--- Material for the task ---

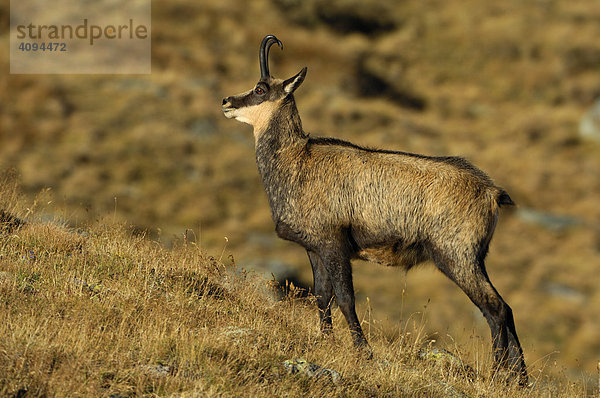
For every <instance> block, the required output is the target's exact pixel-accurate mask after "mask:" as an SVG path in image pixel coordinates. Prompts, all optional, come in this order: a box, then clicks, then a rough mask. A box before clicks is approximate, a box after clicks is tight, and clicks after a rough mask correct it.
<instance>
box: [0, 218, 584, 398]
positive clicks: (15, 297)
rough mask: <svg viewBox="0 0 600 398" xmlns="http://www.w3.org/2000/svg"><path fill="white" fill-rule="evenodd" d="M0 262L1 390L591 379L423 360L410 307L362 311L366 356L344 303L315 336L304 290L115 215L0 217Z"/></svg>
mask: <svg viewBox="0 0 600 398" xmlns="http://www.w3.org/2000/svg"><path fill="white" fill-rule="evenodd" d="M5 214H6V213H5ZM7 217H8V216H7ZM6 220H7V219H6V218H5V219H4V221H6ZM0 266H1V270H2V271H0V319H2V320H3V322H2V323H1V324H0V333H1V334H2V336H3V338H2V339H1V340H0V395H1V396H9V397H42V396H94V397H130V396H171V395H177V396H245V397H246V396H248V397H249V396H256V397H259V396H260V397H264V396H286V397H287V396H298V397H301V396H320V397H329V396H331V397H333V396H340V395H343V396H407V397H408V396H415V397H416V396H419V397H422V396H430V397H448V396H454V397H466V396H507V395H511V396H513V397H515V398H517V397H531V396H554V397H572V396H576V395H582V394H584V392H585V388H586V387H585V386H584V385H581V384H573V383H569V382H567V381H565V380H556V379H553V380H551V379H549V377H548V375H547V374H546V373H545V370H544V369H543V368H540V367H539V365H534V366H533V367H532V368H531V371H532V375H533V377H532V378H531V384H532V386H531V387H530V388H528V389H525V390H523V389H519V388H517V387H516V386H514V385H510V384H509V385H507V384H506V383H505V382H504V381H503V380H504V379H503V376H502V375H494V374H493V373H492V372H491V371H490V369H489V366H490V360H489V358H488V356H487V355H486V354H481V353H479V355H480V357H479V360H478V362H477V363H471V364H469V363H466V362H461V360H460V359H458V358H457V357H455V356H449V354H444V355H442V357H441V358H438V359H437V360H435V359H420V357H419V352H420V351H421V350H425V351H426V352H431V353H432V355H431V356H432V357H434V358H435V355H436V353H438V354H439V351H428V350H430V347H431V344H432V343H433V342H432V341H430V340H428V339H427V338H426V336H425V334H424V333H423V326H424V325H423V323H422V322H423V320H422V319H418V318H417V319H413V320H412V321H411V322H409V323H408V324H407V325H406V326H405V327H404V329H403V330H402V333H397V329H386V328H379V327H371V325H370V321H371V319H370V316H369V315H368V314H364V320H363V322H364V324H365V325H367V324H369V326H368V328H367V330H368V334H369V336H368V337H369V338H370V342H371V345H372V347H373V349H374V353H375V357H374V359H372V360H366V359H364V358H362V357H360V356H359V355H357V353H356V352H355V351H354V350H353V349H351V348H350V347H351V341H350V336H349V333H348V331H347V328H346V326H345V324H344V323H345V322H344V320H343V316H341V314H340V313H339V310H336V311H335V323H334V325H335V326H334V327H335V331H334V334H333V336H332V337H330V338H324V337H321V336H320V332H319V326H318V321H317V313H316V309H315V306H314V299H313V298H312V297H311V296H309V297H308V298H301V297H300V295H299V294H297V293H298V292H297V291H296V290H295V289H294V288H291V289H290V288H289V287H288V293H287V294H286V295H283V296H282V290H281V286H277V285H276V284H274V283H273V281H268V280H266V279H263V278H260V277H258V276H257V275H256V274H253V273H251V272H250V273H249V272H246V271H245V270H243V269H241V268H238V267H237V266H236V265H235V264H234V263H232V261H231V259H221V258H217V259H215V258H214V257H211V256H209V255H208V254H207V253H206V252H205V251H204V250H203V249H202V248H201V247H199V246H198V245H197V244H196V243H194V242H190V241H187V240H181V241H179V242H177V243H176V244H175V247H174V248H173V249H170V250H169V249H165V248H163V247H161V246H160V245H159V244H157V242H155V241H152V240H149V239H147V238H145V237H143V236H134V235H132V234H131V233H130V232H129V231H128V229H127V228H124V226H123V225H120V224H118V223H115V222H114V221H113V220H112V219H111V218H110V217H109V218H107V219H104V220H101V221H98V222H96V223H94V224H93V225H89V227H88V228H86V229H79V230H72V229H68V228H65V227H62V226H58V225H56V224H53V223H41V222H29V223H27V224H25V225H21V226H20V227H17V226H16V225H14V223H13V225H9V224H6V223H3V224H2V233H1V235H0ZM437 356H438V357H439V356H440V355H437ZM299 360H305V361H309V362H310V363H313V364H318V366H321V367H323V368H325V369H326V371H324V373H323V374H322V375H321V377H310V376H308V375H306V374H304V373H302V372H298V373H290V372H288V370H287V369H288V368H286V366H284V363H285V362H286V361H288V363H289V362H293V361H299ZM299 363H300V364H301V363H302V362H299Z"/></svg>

--- What is needed ---
Output all of the data exactly. Skip the pictures.

--- The completed task ---
For every <instance> block, the required output is the target's exact pixel-accurate mask after "mask:" as an SVG path in image pixel coordinates. Prompts, all optional, come in this order: a box, then clicks, then a rough mask. A box before clicks is approximate, a box after clicks is tight, and clicks after a rough mask correct it.
<instance>
box: [0, 218, 584, 398]
positive clicks: (15, 297)
rough mask: <svg viewBox="0 0 600 398" xmlns="http://www.w3.org/2000/svg"><path fill="white" fill-rule="evenodd" d="M0 262L1 390L591 379L423 360L410 307L362 311L366 356L344 303L315 336L304 290L115 215L0 217Z"/></svg>
mask: <svg viewBox="0 0 600 398" xmlns="http://www.w3.org/2000/svg"><path fill="white" fill-rule="evenodd" d="M5 214H6V213H5ZM7 217H8V216H7ZM6 220H7V219H6V218H5V219H4V221H6ZM0 266H1V270H2V271H0V319H2V320H3V322H2V323H1V324H0V333H1V334H2V336H3V338H2V339H1V340H0V395H1V396H9V397H42V396H94V397H130V396H171V395H177V396H245V397H246V396H248V397H249V396H256V397H259V396H260V397H264V396H286V397H287V396H298V397H301V396H320V397H329V396H331V397H333V396H340V395H343V396H407V397H408V396H415V397H416V396H419V397H422V396H430V397H448V396H454V397H466V396H507V395H511V396H513V397H515V398H517V397H531V396H554V397H572V396H576V395H582V394H584V392H585V388H586V387H585V386H584V385H581V384H573V383H569V382H567V381H565V380H556V379H553V380H551V379H549V377H548V375H547V374H546V373H545V370H544V369H543V368H540V367H539V365H534V366H533V367H532V368H531V371H532V375H533V377H532V378H531V384H532V386H531V387H530V388H528V389H525V390H523V389H519V388H517V387H516V386H514V385H510V384H509V385H507V384H506V383H505V382H504V381H503V380H504V379H503V376H502V375H494V374H493V373H492V372H491V371H490V369H489V366H490V360H489V358H488V356H487V355H486V354H481V353H479V355H480V357H479V360H478V362H477V363H471V364H469V363H466V362H461V360H460V359H458V358H457V357H455V356H449V354H444V355H442V357H441V358H438V359H437V360H435V359H420V357H419V352H420V351H421V350H425V351H426V352H431V353H432V355H431V356H432V357H434V358H435V355H436V353H438V354H439V351H428V350H430V347H431V344H432V343H433V342H432V341H430V340H428V339H427V338H426V336H425V334H424V333H423V326H424V325H423V323H422V322H423V320H422V319H418V318H417V319H413V320H412V321H411V322H409V323H408V324H407V325H406V326H405V327H404V329H403V330H402V333H397V329H386V328H379V327H371V325H370V321H371V319H370V316H369V315H368V314H364V320H363V322H364V324H365V325H367V324H369V326H368V328H367V330H368V334H369V336H368V337H369V338H370V342H371V345H372V347H373V349H374V353H375V357H374V359H372V360H366V359H364V358H362V357H360V356H359V355H357V353H356V352H355V351H354V350H353V349H351V348H350V347H351V341H350V336H349V333H348V331H347V328H346V326H345V324H344V323H345V322H344V320H343V316H341V314H340V313H339V310H336V311H335V323H334V325H335V326H334V327H335V331H334V334H333V336H332V337H330V338H324V337H321V336H320V332H319V326H318V321H317V313H316V309H315V306H314V299H313V298H312V297H311V296H309V297H308V298H301V297H300V295H299V294H297V293H298V292H297V291H296V290H295V289H294V288H291V289H290V288H289V287H288V293H287V294H286V295H283V296H282V290H281V286H277V285H276V284H274V283H273V281H268V280H266V279H263V278H260V277H258V276H257V275H256V274H253V273H251V272H250V273H249V272H246V271H245V270H243V269H241V268H238V267H237V266H236V265H235V264H234V263H232V261H231V259H221V258H217V259H215V258H214V257H211V256H209V255H208V254H207V253H206V252H205V251H204V250H203V249H202V248H201V247H199V246H198V245H197V244H196V243H194V242H190V241H187V240H181V241H179V242H177V243H176V244H175V247H174V248H173V249H170V250H169V249H165V248H163V247H161V246H160V245H159V244H157V242H155V241H152V240H149V239H147V238H145V237H143V236H134V235H132V234H131V233H130V232H129V231H128V229H127V228H124V226H123V225H120V224H118V223H115V222H114V221H113V220H112V219H111V218H110V217H109V218H107V219H104V220H101V221H98V222H96V223H94V224H93V225H89V227H88V228H86V229H79V230H72V229H68V228H65V227H62V226H58V225H56V224H53V223H41V222H29V223H27V224H25V225H21V226H20V227H17V226H16V225H14V223H13V225H9V224H6V223H3V224H2V233H1V235H0ZM437 356H438V357H439V356H440V355H437ZM299 360H305V361H309V362H310V363H313V364H318V366H321V367H323V368H325V369H326V371H324V373H323V374H322V375H321V377H310V376H308V375H306V374H304V373H302V372H298V373H290V372H288V370H287V369H288V368H286V366H284V363H285V362H286V361H288V363H289V362H293V361H299ZM299 363H300V364H301V363H302V362H299Z"/></svg>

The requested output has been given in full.